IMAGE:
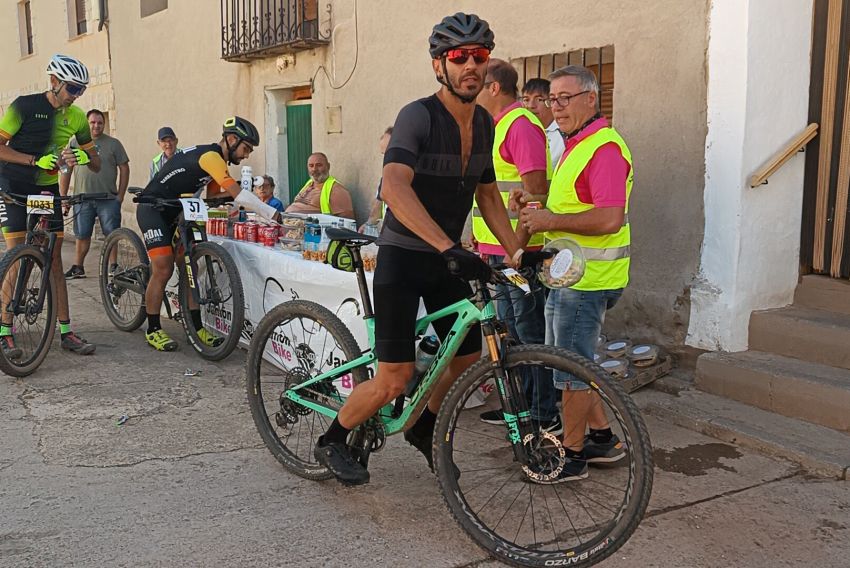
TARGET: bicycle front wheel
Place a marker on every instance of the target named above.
(533, 515)
(124, 272)
(30, 314)
(295, 341)
(221, 302)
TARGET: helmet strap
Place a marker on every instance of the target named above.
(466, 99)
(231, 148)
(55, 91)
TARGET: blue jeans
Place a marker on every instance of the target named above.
(525, 319)
(109, 213)
(574, 322)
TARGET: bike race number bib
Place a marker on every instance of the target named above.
(194, 209)
(39, 205)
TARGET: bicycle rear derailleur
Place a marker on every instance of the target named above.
(370, 437)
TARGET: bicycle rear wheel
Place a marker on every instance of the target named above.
(21, 274)
(526, 523)
(222, 302)
(293, 342)
(124, 273)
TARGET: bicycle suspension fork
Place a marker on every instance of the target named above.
(508, 383)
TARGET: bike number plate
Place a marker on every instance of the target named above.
(39, 205)
(194, 209)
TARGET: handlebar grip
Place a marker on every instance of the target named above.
(454, 266)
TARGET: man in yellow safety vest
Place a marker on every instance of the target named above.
(521, 162)
(322, 193)
(589, 203)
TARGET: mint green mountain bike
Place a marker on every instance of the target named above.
(303, 362)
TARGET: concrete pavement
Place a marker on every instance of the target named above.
(186, 482)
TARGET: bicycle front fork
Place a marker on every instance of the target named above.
(515, 409)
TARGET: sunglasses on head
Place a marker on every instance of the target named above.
(74, 90)
(460, 56)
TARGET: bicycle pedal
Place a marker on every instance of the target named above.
(361, 456)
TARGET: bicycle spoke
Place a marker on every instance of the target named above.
(511, 504)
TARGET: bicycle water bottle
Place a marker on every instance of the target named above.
(247, 181)
(425, 353)
(61, 166)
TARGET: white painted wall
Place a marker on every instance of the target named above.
(758, 85)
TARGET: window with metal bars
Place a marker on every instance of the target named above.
(600, 60)
(80, 16)
(148, 7)
(25, 26)
(254, 29)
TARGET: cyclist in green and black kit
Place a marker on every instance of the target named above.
(34, 135)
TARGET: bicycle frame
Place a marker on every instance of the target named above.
(467, 314)
(35, 231)
(186, 235)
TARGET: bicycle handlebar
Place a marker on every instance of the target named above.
(20, 199)
(163, 202)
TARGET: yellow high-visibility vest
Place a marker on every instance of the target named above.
(325, 198)
(507, 177)
(608, 256)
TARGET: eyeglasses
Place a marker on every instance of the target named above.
(460, 56)
(533, 100)
(74, 90)
(561, 100)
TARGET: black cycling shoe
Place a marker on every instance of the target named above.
(338, 459)
(423, 444)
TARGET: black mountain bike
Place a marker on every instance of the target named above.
(28, 295)
(208, 279)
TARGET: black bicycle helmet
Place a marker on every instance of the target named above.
(460, 29)
(243, 129)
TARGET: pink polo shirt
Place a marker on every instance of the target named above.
(603, 182)
(524, 147)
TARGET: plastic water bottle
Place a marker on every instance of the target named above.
(425, 353)
(247, 181)
(60, 162)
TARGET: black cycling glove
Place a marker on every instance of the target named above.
(532, 258)
(467, 265)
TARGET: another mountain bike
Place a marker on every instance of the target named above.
(208, 278)
(28, 296)
(303, 361)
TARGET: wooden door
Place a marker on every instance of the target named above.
(825, 238)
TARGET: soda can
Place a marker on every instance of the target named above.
(268, 235)
(251, 232)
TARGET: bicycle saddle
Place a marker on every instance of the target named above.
(349, 237)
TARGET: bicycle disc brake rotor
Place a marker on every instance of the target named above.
(546, 456)
(290, 410)
(31, 311)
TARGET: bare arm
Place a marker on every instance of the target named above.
(596, 221)
(123, 180)
(341, 204)
(496, 216)
(399, 196)
(535, 187)
(7, 154)
(64, 183)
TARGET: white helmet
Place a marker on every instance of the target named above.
(68, 69)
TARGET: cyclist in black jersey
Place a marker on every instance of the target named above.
(34, 135)
(439, 157)
(186, 174)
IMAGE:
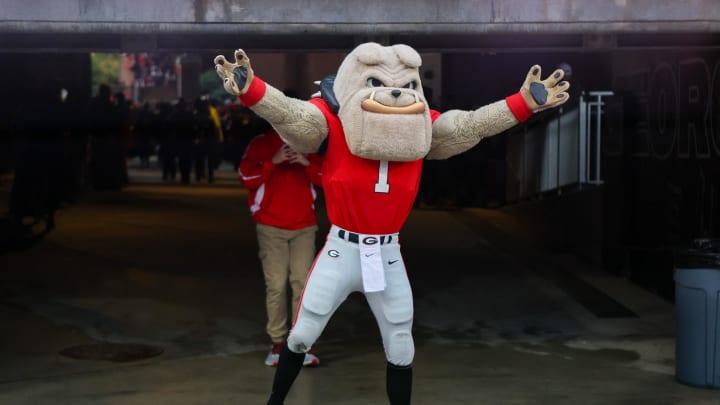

Problem requirements: Working from the records above, reproduce exactly the lines from the one with "TARGET: bicycle disc brake rotor" through the last line, without the pictures.

Result of this exercise:
TARGET: bicycle disc brake rotor
Place a marker on every instance of the target named above.
(546, 456)
(290, 410)
(31, 311)
TARGET: bare arm
Place a marker on every instance of the target named above.
(596, 221)
(123, 180)
(341, 204)
(496, 216)
(399, 196)
(535, 187)
(7, 154)
(64, 183)
TARGET: white helmet
Place a marker on every instance of the target named above.
(68, 69)
TARGET: cyclist in black jersey
Place a marker on every instance of the target named above.
(34, 135)
(439, 157)
(186, 174)
IMAGE:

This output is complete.